* **GIVEN TASK**:
Pull out every line in the listing below that contains the string "Object", and copy each one in full.

* **DATA LINES**:
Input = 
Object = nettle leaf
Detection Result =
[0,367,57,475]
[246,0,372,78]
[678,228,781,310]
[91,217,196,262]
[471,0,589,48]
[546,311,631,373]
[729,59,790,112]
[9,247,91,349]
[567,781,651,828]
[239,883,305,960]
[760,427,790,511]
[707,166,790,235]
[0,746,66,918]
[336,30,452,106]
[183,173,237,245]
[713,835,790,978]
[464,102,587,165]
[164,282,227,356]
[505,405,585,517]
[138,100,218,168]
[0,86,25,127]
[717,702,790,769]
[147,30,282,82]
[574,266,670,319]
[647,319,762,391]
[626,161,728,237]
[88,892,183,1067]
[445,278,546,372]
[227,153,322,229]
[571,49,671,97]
==
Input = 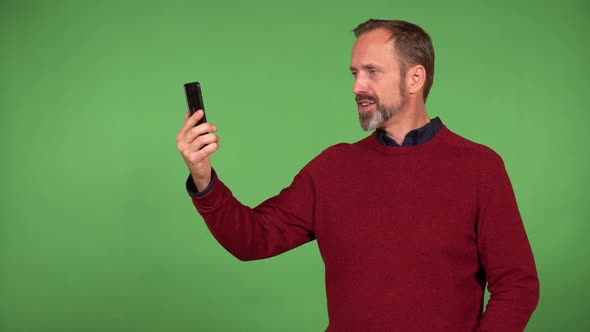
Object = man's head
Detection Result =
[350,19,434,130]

* **RESULT OF THIS EXERCISE**:
Object = nettle leaf
Object = man's head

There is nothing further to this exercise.